▸ STATED GOAL
Could you reproduce the data below word for word, with nothing changed?

▸ MATERIAL SUPPLIED

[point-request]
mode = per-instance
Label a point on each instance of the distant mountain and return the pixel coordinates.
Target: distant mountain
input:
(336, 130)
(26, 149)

▸ TASK ANSWER
[point-request]
mode = per-instance
Label a point on each instance of the distant mountain and return the pixel coordinates.
Target: distant mountain
input:
(336, 130)
(26, 149)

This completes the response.